**DIRECTIONS FOR THIS TASK**
Reproduce verbatim the lines of the data between the line holding "Phrase: man's smile" and the line holding "(571, 1012)", inclusive, and output nothing else.

[START DATASET EXCERPTS]

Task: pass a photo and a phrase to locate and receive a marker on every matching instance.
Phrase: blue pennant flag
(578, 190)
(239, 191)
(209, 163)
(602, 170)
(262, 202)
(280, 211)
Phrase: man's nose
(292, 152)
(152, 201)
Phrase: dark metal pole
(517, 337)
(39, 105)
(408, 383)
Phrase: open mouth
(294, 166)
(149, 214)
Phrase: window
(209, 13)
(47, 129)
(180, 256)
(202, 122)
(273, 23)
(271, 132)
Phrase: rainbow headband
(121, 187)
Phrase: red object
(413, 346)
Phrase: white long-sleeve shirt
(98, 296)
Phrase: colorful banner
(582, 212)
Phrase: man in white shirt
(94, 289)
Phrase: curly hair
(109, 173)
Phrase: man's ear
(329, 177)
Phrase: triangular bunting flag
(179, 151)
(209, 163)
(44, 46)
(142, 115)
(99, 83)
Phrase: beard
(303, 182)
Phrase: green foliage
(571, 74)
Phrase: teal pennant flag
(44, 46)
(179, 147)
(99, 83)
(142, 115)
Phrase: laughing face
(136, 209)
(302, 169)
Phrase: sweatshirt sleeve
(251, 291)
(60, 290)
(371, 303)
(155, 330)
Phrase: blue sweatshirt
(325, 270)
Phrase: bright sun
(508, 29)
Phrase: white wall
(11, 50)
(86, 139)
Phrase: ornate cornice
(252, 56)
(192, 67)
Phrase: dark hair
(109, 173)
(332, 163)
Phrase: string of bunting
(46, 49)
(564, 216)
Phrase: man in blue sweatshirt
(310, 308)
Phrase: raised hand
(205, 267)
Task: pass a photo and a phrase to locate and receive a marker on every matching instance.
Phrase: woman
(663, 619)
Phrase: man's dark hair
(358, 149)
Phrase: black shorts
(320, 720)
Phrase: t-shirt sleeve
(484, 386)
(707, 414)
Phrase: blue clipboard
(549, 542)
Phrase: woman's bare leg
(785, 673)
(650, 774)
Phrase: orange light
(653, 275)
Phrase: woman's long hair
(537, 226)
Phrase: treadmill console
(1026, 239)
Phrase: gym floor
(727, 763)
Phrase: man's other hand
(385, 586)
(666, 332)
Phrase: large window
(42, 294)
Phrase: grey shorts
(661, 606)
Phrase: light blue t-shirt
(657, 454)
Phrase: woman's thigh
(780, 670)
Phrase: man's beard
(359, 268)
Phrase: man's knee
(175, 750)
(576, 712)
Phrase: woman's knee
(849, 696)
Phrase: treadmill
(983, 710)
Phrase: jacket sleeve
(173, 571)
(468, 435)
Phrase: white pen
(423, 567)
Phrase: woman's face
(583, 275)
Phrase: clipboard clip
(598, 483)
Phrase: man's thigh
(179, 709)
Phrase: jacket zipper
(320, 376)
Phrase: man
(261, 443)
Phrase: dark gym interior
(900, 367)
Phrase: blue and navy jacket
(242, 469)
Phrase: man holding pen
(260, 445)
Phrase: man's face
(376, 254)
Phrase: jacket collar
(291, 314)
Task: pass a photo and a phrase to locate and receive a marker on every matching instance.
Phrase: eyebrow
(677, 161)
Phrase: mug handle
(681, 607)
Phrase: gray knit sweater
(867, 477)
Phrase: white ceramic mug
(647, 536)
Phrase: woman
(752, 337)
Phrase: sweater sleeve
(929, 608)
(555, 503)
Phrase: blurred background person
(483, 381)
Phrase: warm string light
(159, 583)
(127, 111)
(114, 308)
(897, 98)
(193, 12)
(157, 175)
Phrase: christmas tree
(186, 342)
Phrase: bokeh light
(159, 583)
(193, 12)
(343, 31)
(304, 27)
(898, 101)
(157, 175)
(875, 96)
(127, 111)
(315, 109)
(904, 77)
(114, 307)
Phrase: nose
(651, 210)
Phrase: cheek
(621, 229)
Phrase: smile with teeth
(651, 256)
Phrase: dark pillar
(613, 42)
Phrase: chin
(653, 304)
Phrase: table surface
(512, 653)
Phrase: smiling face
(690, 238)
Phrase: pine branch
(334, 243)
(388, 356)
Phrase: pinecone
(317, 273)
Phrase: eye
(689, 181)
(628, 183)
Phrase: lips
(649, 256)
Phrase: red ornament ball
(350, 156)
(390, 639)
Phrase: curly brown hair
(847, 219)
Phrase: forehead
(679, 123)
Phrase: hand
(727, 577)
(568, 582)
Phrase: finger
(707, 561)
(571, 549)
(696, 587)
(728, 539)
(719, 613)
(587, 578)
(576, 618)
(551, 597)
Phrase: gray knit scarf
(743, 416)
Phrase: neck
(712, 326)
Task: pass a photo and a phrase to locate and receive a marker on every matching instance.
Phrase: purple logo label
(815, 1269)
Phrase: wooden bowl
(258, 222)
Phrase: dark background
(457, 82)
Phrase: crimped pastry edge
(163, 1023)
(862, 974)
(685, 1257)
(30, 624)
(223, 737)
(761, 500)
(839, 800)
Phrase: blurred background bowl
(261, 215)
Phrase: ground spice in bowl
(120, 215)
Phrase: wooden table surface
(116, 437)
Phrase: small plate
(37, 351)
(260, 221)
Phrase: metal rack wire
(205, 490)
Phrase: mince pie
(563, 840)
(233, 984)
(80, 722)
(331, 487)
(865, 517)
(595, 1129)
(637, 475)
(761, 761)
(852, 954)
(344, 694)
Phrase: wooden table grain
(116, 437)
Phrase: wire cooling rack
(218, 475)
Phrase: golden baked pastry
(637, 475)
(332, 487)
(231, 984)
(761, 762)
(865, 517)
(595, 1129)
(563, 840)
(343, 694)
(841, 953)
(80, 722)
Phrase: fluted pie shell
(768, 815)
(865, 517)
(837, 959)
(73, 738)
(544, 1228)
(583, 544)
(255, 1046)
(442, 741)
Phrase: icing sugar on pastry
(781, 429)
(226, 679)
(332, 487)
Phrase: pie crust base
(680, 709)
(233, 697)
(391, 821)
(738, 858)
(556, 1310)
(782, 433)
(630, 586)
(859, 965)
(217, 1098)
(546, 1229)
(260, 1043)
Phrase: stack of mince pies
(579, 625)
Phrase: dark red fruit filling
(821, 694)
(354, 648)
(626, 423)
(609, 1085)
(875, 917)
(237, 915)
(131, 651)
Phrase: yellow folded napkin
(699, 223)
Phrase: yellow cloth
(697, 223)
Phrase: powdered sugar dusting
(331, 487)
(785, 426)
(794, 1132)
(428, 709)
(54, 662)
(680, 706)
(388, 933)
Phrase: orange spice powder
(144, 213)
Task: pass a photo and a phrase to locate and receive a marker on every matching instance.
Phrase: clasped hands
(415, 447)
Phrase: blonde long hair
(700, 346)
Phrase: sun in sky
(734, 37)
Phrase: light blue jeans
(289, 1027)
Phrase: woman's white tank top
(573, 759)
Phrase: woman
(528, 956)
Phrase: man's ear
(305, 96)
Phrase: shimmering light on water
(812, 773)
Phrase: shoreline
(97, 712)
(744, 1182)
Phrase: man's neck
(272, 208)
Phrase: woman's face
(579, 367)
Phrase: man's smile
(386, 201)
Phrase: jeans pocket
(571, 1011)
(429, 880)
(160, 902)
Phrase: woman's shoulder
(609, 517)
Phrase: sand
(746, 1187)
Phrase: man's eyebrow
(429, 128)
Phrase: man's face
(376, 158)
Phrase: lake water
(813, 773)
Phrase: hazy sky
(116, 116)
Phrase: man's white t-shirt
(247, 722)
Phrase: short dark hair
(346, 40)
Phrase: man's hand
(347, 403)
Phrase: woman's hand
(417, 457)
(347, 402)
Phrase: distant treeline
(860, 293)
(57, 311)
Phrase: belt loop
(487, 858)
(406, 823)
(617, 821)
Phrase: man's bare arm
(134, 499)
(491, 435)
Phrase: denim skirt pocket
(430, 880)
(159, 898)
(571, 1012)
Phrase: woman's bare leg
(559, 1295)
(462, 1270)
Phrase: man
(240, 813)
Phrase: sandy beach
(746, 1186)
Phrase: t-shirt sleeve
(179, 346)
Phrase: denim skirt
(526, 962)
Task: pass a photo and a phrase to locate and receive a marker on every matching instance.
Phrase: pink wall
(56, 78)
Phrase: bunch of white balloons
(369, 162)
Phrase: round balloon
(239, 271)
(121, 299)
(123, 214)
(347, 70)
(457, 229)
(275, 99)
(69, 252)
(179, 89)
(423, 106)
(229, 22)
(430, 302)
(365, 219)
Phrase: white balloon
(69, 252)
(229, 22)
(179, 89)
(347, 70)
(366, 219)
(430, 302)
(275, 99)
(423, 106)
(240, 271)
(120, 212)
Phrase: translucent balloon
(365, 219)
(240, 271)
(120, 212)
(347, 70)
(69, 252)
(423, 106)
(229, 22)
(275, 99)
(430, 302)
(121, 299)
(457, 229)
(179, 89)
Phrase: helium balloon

[END DATASET EXCERPTS]

**TASK RESPONSE**
Phrase: man's smile
(386, 201)
Phrase: jeans pocket
(571, 1011)
(429, 880)
(160, 902)
Phrase: woman's shoulder
(609, 517)
Phrase: sand
(746, 1187)
Phrase: man's eyebrow
(429, 128)
Phrase: man's face
(376, 158)
Phrase: lake water
(813, 773)
Phrase: hazy sky
(116, 116)
Phrase: man's white t-shirt
(247, 722)
Phrase: short dark hair
(346, 40)
Phrase: man's hand
(347, 403)
Phrase: woman's hand
(417, 457)
(347, 402)
Phrase: distant treeline
(860, 293)
(57, 311)
Phrase: belt loop
(487, 858)
(406, 823)
(617, 821)
Phrase: man's bare arm
(134, 499)
(491, 435)
Phrase: denim skirt pocket
(430, 880)
(159, 898)
(571, 1012)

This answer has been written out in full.